"""
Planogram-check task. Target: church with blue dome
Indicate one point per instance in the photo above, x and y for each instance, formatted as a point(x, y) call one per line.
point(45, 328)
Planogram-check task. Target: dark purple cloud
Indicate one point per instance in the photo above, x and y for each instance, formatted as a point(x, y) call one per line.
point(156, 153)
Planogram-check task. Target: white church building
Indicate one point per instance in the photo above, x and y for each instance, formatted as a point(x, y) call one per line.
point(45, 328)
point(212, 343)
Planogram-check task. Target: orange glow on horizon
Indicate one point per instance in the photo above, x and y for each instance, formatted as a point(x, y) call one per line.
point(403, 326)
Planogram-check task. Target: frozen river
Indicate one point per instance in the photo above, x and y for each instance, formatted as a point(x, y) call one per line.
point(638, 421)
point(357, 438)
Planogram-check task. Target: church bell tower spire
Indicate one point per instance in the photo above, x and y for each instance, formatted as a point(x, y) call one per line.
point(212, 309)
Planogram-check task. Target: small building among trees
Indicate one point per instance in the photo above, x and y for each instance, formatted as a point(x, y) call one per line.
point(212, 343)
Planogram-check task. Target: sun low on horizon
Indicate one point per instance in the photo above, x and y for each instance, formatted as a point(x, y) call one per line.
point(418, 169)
"""
In the data above, find the line that contains "Planogram-check task. Target: white", then reproduce exactly every line from the first line through that line.

TASK OUTPUT:
Planogram-check task. Target: church with blue dome
Indicate one point per instance in the photo above, x and y for each instance, formatted as a point(x, y) call one per line.
point(45, 328)
Planogram-check task. Target: dark purple cloud
Indicate one point per instance in the photo above, x and y for each instance, formatted as a point(x, y) call one per line.
point(156, 153)
Planogram-check task. Target: white church building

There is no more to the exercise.